Tu tarea: Continúa el pasaje de 1 Juan 3 sobre los hijos de Dios justo después de su última frase.

Texto:
1 JUAN 3 |
1 | 2 | 3 | 4 | 5 |
Somos hijos de Dios.
1
Mirad qué amor nos ha mostrado el Padre,
para que seamos llamados hijos de Dios. Y lo somos; por eso
el mundo no nos conoce a nosotros, porque a Él no lo conoció*.
2
Carísimos, ya
somos hijos de Dios aunque todavía no se ha manifestado lo
que seremos. Mas sabemos que cuando se manifieste seremos
semejantes a Él, porque lo veremos tal como es*.
3
Entretanto quienquiera tiene en Él esta esperanza se
hace puro, así como Él es puro*.
4 Quienquiera obra el pecado obra
también la iniquidad, pues el pecado es la iniquidad*.
5
Y sabéis que Él
se manifestó para quitar los pecados, y que en Él no hay
pecado.
6 Quien permanece en Él no peca;
quien peca no le ha visto ni conocido*.
7
Hijitos, que
nadie os engañe; el que obra la justicia es justo según es
justo Él*.
8
Quien comete pecado es del diablo, porque el diablo
peca desde el principio. Para esto se manifestó el Hijo de
Dios: para destruir las obras del diablo*.

Entradas recibidas:

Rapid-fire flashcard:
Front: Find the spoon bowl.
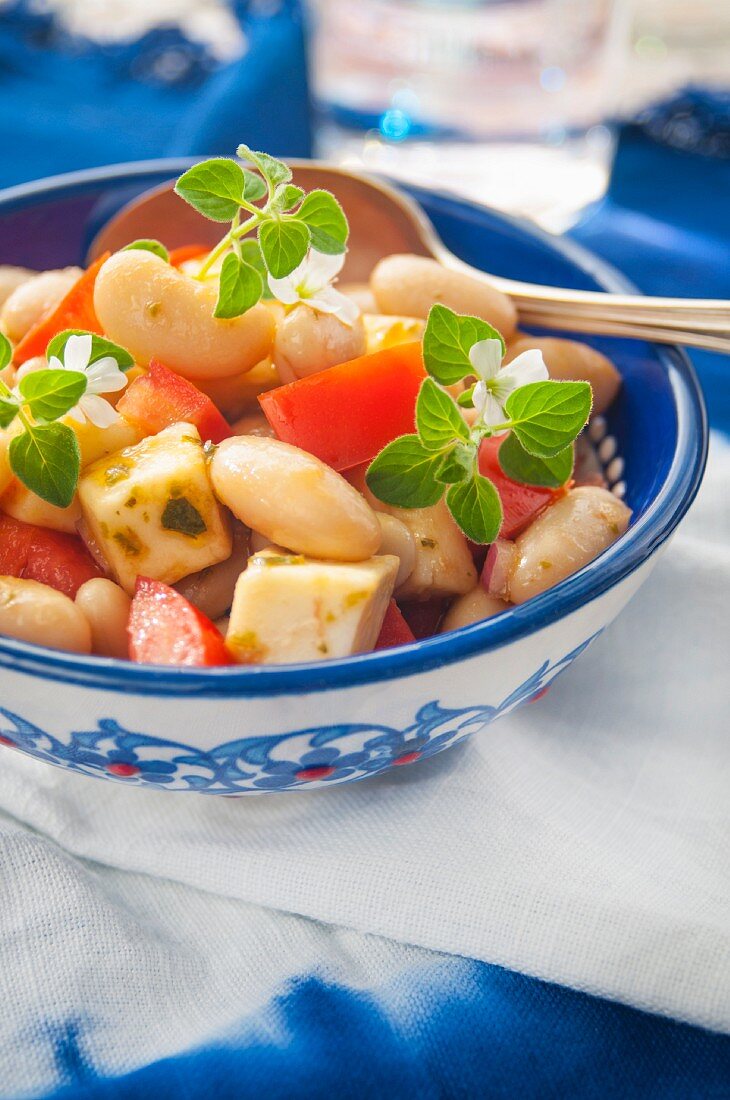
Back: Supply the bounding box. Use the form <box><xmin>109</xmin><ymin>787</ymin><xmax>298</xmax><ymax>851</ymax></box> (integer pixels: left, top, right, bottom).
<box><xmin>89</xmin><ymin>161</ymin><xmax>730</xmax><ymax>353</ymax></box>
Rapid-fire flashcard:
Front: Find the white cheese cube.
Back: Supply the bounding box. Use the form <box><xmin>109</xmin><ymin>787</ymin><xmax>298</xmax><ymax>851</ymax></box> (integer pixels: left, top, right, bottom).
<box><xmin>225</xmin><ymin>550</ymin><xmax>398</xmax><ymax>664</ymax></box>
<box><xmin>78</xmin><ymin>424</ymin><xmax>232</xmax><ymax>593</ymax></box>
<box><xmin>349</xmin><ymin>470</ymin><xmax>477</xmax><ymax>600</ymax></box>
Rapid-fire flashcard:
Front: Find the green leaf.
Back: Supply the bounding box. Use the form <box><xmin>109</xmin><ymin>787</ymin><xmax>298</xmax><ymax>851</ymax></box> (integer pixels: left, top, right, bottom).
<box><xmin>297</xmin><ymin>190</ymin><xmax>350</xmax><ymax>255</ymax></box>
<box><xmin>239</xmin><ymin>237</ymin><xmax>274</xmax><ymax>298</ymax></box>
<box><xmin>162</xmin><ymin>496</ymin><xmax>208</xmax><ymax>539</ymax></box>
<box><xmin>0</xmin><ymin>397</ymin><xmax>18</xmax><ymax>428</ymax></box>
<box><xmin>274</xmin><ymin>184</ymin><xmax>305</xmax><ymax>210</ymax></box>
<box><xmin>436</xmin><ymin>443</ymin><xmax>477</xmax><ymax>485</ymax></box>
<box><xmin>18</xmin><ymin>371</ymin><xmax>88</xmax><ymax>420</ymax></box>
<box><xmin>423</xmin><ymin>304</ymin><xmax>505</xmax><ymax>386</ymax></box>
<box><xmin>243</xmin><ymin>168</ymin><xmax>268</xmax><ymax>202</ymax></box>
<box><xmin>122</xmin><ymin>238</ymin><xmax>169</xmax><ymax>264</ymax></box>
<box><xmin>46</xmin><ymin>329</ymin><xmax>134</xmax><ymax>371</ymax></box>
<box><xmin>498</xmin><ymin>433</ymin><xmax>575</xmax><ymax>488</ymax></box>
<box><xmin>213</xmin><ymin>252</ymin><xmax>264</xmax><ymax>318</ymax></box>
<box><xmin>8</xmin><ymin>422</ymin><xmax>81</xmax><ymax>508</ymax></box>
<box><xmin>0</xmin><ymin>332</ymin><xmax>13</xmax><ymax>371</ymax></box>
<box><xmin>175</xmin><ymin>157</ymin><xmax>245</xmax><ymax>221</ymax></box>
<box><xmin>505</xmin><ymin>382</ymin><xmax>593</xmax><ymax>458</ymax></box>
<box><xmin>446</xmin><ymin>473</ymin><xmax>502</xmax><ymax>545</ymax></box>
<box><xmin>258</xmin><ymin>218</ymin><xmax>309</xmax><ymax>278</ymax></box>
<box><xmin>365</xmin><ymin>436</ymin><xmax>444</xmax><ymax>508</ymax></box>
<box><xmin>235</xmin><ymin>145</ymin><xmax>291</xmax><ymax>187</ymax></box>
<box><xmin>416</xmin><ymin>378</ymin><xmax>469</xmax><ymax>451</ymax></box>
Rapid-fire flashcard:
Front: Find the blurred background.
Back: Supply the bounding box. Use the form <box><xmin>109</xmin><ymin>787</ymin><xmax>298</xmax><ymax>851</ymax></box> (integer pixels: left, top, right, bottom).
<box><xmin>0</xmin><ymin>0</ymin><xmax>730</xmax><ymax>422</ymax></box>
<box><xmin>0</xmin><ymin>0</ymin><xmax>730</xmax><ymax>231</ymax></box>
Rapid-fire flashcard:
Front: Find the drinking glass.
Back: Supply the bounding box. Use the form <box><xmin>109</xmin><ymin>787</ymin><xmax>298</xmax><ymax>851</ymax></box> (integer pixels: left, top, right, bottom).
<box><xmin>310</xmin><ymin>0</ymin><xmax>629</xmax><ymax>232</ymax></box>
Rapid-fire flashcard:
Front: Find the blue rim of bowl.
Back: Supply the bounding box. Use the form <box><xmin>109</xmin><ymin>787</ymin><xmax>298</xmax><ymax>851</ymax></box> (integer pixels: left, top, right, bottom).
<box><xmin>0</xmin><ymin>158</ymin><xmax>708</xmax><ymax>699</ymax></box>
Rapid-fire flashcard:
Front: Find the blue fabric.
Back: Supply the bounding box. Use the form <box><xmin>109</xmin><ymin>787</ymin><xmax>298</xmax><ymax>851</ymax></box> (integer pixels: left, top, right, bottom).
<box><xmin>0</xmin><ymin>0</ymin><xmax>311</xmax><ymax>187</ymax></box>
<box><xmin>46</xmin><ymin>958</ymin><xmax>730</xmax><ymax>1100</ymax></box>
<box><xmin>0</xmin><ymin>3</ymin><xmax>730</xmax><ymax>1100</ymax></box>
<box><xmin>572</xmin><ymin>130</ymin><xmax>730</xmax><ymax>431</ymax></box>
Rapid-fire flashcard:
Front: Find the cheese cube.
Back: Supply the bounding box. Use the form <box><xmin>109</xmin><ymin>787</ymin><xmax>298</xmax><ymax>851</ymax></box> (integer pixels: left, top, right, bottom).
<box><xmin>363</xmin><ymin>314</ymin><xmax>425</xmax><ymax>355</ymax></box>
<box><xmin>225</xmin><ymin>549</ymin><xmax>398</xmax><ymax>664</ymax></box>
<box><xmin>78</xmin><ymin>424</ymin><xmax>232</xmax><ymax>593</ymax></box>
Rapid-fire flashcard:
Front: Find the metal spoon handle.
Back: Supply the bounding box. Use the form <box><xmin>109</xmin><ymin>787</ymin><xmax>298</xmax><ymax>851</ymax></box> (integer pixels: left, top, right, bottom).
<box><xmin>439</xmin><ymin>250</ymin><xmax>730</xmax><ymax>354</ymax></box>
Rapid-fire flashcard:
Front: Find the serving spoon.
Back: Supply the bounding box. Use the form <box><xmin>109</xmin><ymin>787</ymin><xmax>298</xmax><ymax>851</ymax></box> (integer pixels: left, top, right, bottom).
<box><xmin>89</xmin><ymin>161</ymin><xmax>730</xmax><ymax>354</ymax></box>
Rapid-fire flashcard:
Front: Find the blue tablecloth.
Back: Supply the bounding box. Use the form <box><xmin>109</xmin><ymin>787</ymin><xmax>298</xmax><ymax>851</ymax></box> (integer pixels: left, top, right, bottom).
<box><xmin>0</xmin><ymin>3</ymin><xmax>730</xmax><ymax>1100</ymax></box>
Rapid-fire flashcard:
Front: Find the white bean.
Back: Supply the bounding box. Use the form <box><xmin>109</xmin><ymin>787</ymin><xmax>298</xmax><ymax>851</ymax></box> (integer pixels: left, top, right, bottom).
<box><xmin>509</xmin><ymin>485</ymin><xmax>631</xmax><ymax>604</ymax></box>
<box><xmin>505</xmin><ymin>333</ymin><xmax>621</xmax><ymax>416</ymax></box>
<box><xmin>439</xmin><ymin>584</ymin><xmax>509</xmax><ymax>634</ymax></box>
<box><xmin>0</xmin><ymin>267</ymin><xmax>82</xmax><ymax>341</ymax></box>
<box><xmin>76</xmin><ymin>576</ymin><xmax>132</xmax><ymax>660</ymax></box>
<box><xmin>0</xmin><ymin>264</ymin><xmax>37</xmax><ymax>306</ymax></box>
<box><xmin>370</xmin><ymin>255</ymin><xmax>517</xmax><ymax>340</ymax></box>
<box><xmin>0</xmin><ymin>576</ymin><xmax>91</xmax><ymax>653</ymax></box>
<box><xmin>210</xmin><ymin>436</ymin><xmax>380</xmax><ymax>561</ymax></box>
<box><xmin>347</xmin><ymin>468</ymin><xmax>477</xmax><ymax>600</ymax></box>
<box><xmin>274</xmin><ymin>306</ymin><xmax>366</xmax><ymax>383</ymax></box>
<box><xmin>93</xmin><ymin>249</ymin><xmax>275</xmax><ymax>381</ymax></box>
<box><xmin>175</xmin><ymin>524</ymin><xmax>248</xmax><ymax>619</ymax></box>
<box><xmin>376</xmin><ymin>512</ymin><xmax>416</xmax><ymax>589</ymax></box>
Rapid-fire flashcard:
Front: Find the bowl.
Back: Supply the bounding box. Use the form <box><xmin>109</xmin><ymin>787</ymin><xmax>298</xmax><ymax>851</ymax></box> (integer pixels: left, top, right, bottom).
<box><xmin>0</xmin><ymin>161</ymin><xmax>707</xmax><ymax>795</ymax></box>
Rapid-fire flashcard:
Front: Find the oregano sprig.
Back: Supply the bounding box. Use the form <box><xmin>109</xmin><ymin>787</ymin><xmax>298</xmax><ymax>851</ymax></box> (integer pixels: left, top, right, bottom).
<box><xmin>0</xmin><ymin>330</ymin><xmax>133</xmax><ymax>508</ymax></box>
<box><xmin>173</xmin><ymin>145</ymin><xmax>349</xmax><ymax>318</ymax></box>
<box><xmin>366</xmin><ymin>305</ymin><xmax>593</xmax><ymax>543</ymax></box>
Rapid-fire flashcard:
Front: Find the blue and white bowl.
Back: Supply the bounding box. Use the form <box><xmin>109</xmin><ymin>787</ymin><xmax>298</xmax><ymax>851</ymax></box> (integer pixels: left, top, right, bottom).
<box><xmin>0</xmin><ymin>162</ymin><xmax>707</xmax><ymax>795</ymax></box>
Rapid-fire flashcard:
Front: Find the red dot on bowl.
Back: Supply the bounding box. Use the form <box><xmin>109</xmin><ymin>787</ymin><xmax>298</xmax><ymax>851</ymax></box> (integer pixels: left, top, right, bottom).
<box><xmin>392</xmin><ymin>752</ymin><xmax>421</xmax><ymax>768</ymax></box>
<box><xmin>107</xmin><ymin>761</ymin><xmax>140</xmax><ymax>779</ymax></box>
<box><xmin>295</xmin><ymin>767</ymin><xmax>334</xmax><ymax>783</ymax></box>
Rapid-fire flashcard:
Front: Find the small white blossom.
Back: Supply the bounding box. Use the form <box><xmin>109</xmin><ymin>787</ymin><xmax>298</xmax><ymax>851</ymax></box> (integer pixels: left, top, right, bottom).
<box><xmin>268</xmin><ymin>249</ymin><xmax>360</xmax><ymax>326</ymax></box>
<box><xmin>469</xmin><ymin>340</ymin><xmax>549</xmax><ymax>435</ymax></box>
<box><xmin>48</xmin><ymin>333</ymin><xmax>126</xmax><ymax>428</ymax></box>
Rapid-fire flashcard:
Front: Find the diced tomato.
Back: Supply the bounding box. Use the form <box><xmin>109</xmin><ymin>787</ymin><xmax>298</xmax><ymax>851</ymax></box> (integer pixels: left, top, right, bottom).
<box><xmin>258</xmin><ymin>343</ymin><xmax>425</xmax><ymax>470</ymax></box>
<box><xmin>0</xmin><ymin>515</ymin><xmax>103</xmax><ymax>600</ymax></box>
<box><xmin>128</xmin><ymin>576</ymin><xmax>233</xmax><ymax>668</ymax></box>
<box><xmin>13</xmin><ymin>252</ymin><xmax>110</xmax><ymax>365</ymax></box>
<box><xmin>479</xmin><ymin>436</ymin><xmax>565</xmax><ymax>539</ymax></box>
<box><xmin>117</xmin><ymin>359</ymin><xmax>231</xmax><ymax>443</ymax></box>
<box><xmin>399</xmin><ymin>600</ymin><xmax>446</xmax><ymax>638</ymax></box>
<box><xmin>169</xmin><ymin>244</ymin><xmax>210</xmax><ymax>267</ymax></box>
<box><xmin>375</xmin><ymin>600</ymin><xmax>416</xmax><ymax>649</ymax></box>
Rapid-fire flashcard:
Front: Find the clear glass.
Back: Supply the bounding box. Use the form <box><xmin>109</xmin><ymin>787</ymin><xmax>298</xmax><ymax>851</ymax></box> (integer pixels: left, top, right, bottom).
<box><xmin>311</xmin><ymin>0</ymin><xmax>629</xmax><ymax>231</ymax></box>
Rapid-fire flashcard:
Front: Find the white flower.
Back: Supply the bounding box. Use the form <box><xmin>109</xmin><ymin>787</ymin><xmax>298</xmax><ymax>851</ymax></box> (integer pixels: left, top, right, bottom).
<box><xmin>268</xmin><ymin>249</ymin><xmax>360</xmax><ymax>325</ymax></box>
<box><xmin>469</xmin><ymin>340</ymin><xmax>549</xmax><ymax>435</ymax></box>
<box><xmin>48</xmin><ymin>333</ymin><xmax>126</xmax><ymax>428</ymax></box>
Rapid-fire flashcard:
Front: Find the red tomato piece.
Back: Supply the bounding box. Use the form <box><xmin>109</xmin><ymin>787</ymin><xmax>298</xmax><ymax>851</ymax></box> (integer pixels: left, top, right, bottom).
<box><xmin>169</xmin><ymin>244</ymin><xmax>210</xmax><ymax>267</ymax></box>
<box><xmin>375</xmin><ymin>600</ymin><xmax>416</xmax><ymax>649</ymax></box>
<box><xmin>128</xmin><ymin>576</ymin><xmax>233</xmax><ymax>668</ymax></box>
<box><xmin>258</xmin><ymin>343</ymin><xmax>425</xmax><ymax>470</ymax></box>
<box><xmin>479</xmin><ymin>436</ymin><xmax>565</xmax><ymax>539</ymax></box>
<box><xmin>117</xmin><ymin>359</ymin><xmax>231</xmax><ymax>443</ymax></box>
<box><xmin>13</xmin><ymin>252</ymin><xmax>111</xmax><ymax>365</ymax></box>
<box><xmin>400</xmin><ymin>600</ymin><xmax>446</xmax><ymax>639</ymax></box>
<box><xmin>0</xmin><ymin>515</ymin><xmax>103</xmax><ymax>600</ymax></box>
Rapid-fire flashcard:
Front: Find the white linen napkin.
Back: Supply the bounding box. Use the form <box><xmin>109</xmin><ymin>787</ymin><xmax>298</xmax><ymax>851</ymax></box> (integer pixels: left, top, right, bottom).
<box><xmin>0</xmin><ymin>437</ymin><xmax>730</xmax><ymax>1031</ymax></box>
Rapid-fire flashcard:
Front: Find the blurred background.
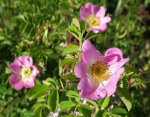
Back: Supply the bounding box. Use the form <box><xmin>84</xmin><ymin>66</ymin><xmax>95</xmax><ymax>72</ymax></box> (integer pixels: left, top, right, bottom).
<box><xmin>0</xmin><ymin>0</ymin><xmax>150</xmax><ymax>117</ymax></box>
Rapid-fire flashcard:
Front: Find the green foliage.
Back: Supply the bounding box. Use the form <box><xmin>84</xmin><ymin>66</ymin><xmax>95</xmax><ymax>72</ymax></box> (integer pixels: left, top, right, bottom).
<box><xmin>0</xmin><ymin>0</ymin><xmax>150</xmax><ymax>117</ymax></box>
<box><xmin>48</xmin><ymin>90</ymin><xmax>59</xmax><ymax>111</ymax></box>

Respuesta:
9 Todo el que ha nacido de Dios no
peca, porque en él permanece la simiente de Aquél y no es
capaz de pecar por cuanto es nacido de Dios*.
10 En esto se manifiestan los hijos
de Dios y los hijos del diablo: cualquiera que no obra
justicia no es de Dios, y tampoco aquel que no ama a su
hermano*.
El amor fraternal.
11
Porque éste es
el mensaje que habéis oído desde el principio: que nos
amemos unos a otros*.
12
No como Caín, que siendo del Maligno mató a su
hermano. Y ¿por qué le mató? Porque sus obras eran malas, y
las de su hermano justas*.
13
No os extrañéis, hermanos, de que el mundo os odie.
14 Nosotros conocemos que hemos
pasado de la muerte a la vida, porque amamos a los hermanos.
El que no ama se queda en la muerte*.
15 Todo el que odia a su hermano es
homicida; y sabéis que ningún homicida tiene permanente en
sí vida eterna*.
16
En esto hemos conocido el amor, en que Él puso su
vida por nosotros; así nosotros debemos poner nuestras vidas
por los hermanos*.
17
Quien tiene bienes de este mundo, y ve a su hermano
padecer necesidad y le cierra sus entrañas ¿de qué manera
permanece el amor de Dios en él?*
18 Hijitos, no amemos de palabra, y
con la lengua, sino de obra y en verdad*.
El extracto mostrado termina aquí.